- **GOAL**
Every line from the one containing "Please indicate the small" to the final line of the material below must be reproduced exactly; leave out all other lines.
Start of INFORMATION PROVIDED
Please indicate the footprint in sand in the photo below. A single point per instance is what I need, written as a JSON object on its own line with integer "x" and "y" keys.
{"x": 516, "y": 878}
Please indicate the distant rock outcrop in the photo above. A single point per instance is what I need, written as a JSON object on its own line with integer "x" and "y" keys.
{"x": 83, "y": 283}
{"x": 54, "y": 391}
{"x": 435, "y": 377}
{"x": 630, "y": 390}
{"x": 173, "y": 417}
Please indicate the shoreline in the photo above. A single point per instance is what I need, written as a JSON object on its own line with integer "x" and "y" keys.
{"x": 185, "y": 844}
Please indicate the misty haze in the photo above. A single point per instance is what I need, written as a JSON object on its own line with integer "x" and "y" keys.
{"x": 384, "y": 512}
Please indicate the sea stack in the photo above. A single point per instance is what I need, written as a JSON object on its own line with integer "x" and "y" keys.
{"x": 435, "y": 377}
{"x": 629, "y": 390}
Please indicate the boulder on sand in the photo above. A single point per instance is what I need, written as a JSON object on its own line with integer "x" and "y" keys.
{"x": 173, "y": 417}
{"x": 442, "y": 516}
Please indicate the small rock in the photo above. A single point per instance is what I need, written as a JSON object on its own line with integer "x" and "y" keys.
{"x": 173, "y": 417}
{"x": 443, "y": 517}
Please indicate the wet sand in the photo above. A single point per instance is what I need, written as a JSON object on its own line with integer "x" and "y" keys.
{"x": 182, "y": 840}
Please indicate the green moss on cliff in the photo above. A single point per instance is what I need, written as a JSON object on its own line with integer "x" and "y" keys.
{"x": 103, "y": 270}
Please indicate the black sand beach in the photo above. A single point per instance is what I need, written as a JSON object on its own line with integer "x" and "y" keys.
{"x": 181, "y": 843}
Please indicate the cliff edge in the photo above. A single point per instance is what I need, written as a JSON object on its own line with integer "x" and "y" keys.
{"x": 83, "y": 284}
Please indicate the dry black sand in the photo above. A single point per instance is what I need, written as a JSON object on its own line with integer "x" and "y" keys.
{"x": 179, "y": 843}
End of INFORMATION PROVIDED
- **IN RESPONSE**
Please indicate the small rock in the photo above. A single point per instance is what I need, written as a JSON object on its own line with integer "x" and "y" keys.
{"x": 173, "y": 417}
{"x": 443, "y": 517}
Please indicate the wet sand in the photo above. A single point per instance is what I need, written as a JSON object on its own line with integer "x" and "y" keys.
{"x": 182, "y": 840}
Please indicate the green moss on cliff in the photo above. A single point per instance is what I need, written as a JSON object on its own line with integer "x" and "y" keys.
{"x": 103, "y": 270}
Please indicate the black sand beach in the photo above. A single point per instance is what I need, written as a JSON object on its own line with integer "x" and "y" keys.
{"x": 181, "y": 843}
Please indicate the cliff edge in the photo above. A single point per instance is what I need, written as a JSON object on its own line with integer "x" and "y" keys.
{"x": 83, "y": 284}
Please indicate the dry black sand in the photo above. A single point per instance is what I need, written as a JSON object on its own line with integer "x" and "y" keys.
{"x": 179, "y": 843}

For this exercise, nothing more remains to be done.